## PASSAGE TO READ

┌──

Picture taken at El Barrio Museum in Manhattan (not taken during the LANE meeting but after Christmas. I just thought it looks good with the post)

As the UConn representative to LANE, twice during the academic year, I attend the LANE meetings, where we meet to discuss issues, concerns and share information regarding the acquisition of Latin American, Caribbean and Spanish (Spain) materials for our libraries. We meet each autumn for a whole day meeting, usually in NYC, and at the SALALM Annual meeting when we meet for a smaller meeting.

This last fall, we met at the Bobst Library at New York University. We have a very busy schedule and several guest speakers. The highlight of the meeting was the discussion on ebooks and streaming options for Spanish materials and a demo of new streaming product, Digitalia Film Library.

└──

## RAW DATA

┌──

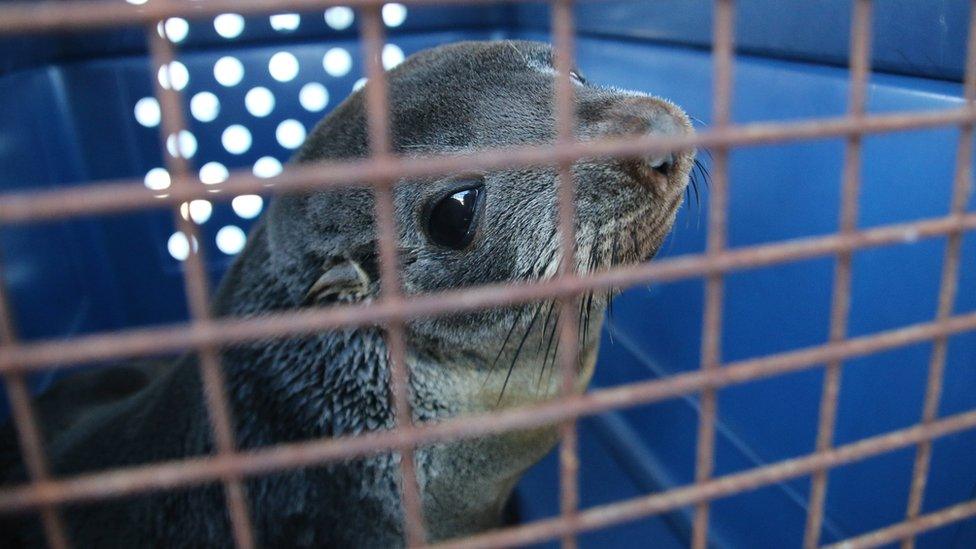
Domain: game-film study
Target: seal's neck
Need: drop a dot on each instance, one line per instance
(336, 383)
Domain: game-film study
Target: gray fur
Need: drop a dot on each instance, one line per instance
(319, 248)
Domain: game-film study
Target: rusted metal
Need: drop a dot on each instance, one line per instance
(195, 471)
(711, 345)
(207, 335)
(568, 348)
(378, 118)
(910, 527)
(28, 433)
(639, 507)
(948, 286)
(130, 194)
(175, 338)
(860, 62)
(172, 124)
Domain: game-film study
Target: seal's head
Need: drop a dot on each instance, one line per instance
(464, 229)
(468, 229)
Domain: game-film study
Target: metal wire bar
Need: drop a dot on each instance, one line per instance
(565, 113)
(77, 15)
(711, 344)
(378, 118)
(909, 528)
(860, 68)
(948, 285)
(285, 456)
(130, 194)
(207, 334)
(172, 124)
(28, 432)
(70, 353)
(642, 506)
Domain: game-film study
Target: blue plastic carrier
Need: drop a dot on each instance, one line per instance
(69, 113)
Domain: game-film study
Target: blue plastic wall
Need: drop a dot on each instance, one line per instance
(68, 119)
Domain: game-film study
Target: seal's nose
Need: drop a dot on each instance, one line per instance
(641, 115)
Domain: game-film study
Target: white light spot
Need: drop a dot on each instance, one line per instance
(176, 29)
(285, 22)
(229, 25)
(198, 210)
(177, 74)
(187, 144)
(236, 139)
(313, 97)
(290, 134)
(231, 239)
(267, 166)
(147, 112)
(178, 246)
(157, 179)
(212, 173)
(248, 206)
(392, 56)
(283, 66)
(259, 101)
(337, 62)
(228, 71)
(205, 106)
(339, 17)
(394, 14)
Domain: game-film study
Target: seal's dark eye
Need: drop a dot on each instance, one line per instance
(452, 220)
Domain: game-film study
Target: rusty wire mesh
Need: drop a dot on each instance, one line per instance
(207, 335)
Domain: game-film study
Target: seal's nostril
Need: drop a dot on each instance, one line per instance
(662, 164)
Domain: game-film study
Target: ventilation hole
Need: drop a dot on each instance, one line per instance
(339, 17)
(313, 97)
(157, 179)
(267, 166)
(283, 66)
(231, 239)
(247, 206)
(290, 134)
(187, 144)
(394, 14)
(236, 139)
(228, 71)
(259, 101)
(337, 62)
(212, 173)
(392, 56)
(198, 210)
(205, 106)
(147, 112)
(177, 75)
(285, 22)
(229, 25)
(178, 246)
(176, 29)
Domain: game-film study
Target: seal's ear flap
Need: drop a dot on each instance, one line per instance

└──
┌──

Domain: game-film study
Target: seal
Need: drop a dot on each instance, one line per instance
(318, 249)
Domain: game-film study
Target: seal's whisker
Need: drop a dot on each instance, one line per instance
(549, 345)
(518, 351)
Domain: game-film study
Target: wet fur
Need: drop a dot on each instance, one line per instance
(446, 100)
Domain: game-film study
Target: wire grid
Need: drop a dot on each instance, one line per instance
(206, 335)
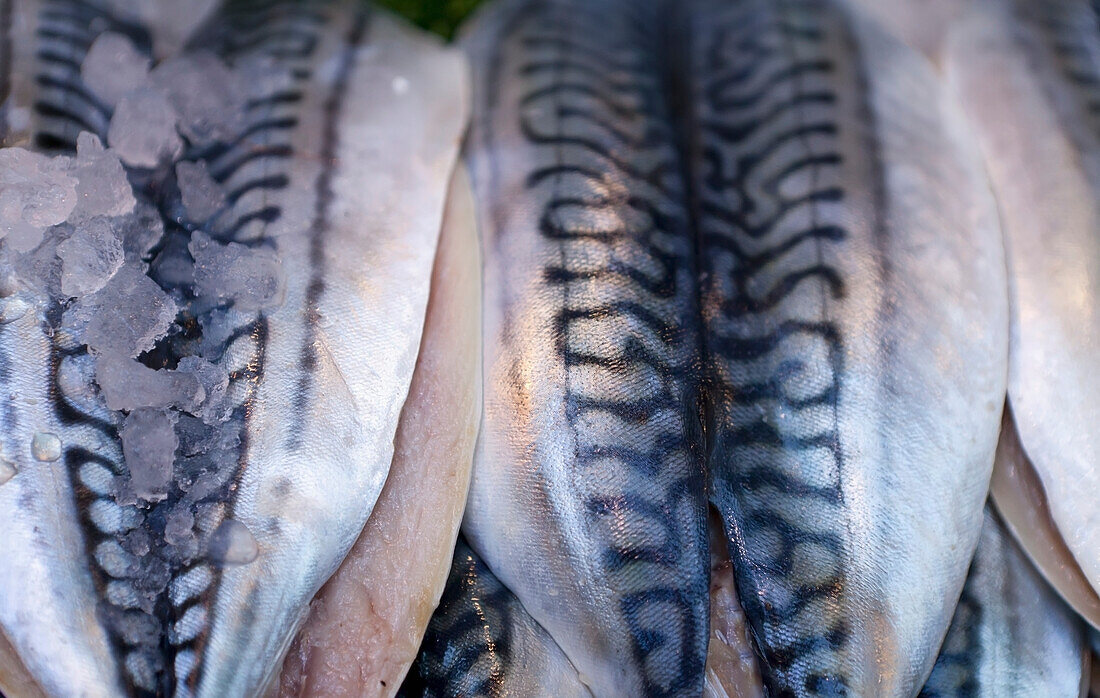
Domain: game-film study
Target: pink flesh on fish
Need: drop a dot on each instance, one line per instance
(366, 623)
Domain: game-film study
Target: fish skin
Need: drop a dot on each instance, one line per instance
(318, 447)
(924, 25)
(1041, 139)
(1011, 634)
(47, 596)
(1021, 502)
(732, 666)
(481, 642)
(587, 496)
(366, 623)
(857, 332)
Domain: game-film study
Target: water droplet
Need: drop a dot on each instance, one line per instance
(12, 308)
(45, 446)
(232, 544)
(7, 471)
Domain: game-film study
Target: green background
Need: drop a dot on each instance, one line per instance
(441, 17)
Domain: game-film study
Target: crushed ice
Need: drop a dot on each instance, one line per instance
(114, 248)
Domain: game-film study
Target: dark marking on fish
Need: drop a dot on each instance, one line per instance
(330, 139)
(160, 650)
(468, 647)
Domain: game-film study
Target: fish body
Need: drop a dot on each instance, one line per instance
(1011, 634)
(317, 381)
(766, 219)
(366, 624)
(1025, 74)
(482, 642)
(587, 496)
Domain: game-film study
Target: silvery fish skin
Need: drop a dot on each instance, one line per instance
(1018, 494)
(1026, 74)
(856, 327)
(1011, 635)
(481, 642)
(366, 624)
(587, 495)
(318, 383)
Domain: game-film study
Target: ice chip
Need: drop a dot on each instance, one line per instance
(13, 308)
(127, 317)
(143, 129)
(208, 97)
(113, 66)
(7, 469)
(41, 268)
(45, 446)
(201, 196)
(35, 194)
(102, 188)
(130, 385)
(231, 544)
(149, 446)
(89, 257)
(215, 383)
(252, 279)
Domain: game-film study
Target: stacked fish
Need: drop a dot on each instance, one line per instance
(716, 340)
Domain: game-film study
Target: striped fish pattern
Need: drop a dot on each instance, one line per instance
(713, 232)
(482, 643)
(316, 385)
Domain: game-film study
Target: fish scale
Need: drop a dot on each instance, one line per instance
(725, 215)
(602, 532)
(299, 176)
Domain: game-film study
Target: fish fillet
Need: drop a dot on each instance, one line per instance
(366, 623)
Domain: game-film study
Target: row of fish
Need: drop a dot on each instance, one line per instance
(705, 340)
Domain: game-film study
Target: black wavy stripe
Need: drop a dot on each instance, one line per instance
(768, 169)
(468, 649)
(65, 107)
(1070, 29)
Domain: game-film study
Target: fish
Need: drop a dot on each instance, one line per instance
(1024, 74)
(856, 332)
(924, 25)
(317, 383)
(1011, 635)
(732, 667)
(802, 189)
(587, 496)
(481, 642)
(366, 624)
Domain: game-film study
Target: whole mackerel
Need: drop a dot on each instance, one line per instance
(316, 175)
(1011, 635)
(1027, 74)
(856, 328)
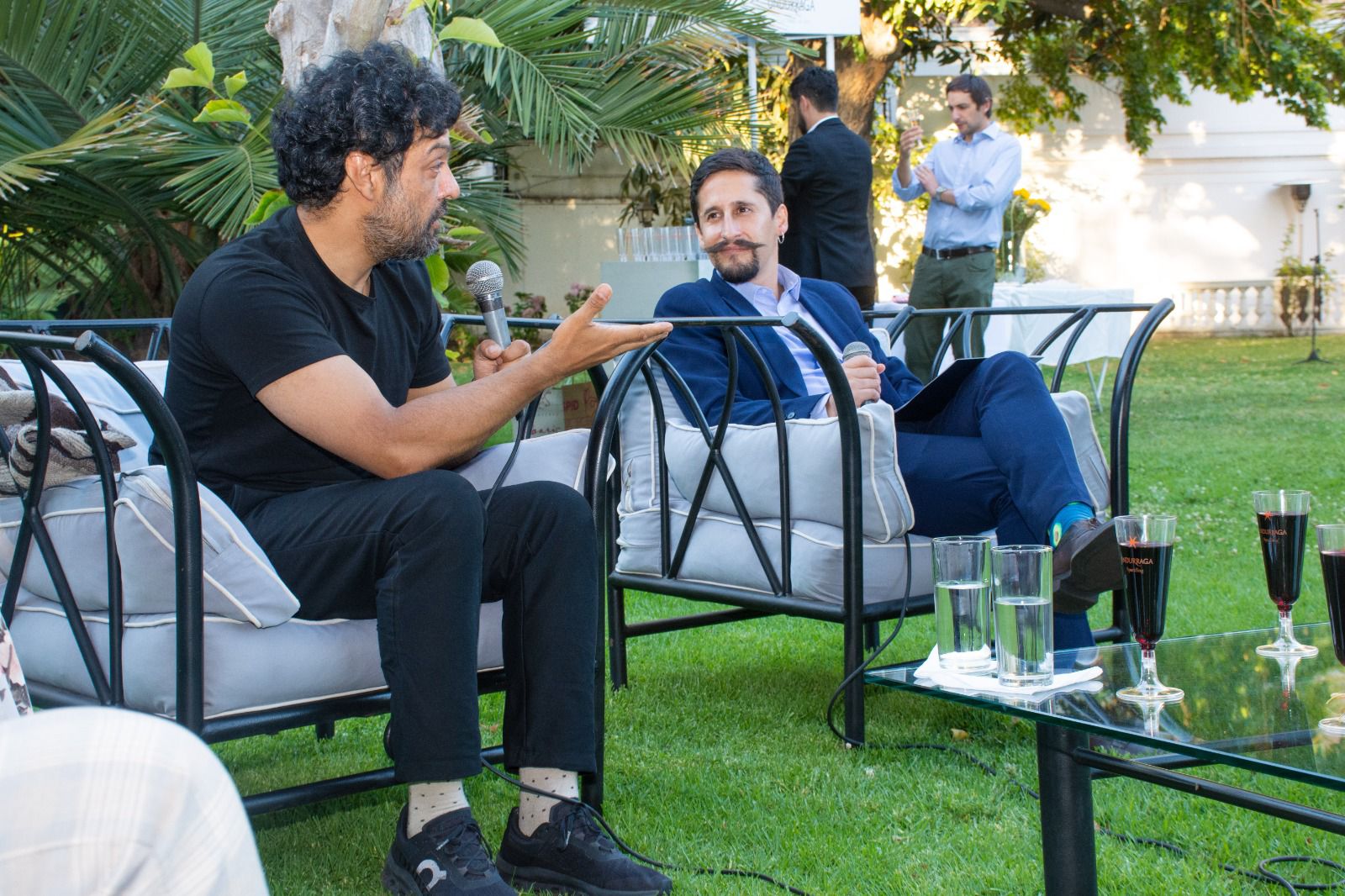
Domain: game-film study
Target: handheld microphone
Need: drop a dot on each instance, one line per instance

└──

## THINGS TO DO
[1] Answer these questions using the post about the LANE meetings:
(a) How many times during the academic year does the UConn representative attend LANE meetings?
(b) In which library did the group meet last fall?
(c) What is the name of the new streaming product that was demonstrated?
[2] Print the section of the post about the LANE meetings starting with "Picture taken at" and going on through "a smaller meeting.".
[3] Carry on the post about the LANE meetings from the point where it stops.

## RESPONSES IN ORDER
[1]
(a) Twice.
(b) The Bobst Library at New York University.
(c) Digitalia Film Library.

[2]
Picture taken at El Barrio Museum in Manhattan (not taken during the LANE meeting but after Christmas. I just thought it looks good with the post)

As the UConn representative to LANE, twice during the academic year, I attend the LANE meetings, where we meet to discuss issues, concerns and share information regarding the acquisition of Latin American, Caribbean and Spanish (Spain) materials for our libraries. We meet each autumn for a whole day meeting, usually in NYC, and at the SALALM Annual meeting when we meet for a smaller meeting.

[3]
At this point, options are still limited and business models are still in flux in the Spanish language world (and the same can be said about other foreign languages options for ebooks and streaming films). After our discussion, we realized that although it is a good sign that there are several players entering the Spanish language ebooks market (e.g. Digitalia in Spain, Casalini in Italy(1), and Ventara in Argentina) and one new player in the streaming film market (Digitalia), the whole marketplace is still in its early infancy and there are issues that need to be improved. For example, for ebooks, we are still seeing DRM ebooks; clunky interfaces, and streaming is still an emerging business. Although there is a good amount of Spanish (Spain) publishers represented in ebooks format, Latin American and Caribbean publishers are less represented and therefore the ebooks inventory is very limited—especially for academic-level books. The only vendors selling academic books from Latin American and the Caribbean to libraries are Ventara from Argentina, and Digitalia from Spain, who had made contracts with several academic presses in Latin America and the Caribbean (Chile, Colombia, Peru, Puerto Rico). Mexico does have an ebooks market but they are focusing more in popular titles than in academic ones. So far, Mexico doesn’t have a vendor(s) approaching US academic libraries to sell ebooks yet but it is a matter of times to see such a player enter the marketplace.

In the streaming film area, Digitalia is the only Spanish company offering streaming for libraries. The selection of films in this new product is decent and it’s still growing. One issue that we discussed was the fact that the films in this product do not have subtitles, which is an issue for most of us since students learning Spanish don’t necessarily have the skills to follow the dialogue of movies without subtitles.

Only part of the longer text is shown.